:: Provided information ::
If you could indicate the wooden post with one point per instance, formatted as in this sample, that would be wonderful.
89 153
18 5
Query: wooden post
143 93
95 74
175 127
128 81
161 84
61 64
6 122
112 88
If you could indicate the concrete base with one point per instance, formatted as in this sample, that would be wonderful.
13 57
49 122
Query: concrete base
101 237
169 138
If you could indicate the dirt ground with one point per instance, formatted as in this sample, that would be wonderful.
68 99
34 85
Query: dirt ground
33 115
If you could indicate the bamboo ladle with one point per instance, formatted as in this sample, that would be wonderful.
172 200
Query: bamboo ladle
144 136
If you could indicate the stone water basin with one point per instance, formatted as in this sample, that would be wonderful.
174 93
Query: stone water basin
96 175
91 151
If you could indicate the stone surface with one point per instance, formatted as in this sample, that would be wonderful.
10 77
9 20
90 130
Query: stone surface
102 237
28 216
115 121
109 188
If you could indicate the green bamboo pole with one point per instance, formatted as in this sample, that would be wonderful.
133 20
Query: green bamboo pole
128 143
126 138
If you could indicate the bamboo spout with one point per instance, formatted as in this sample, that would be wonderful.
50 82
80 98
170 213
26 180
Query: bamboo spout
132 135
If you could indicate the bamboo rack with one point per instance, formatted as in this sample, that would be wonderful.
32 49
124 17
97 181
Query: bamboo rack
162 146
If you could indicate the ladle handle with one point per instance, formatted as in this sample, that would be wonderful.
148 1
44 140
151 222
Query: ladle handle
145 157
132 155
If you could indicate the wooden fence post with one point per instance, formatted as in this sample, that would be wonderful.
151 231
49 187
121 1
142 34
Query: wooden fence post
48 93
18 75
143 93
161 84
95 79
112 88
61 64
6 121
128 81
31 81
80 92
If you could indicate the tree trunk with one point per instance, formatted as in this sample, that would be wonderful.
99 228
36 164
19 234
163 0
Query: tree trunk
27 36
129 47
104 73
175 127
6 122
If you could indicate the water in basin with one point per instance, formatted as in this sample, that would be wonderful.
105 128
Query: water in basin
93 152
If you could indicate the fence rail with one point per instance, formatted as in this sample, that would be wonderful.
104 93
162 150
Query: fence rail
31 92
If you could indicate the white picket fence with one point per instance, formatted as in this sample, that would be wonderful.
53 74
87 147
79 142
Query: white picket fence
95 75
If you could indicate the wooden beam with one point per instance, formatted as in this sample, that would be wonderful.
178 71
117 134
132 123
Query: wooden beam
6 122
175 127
:::
→ **Challenge**
Please update the lines starting with the one that contains "If you could indicate the fence" and running through the last line, inclusive, so that "that would be wonderful" becomes "that would be appreciated" and nothing else changes. Return only those lines.

→ **Worked answer**
If you could indicate the fence rail with one point per instance, formatted as in this sample, that would be appreciated.
104 93
162 150
Query: fence rail
31 92
If you could indicate the white picket fence with one point per instance, formatted as in this sample, that would be appreciated.
53 74
87 147
79 142
Query: white picket fence
95 75
If you could indicate the wooden beam with one point per instance, formatted as in this sample, that would be appreciated.
178 71
117 134
132 123
Query: wooden beam
6 122
175 127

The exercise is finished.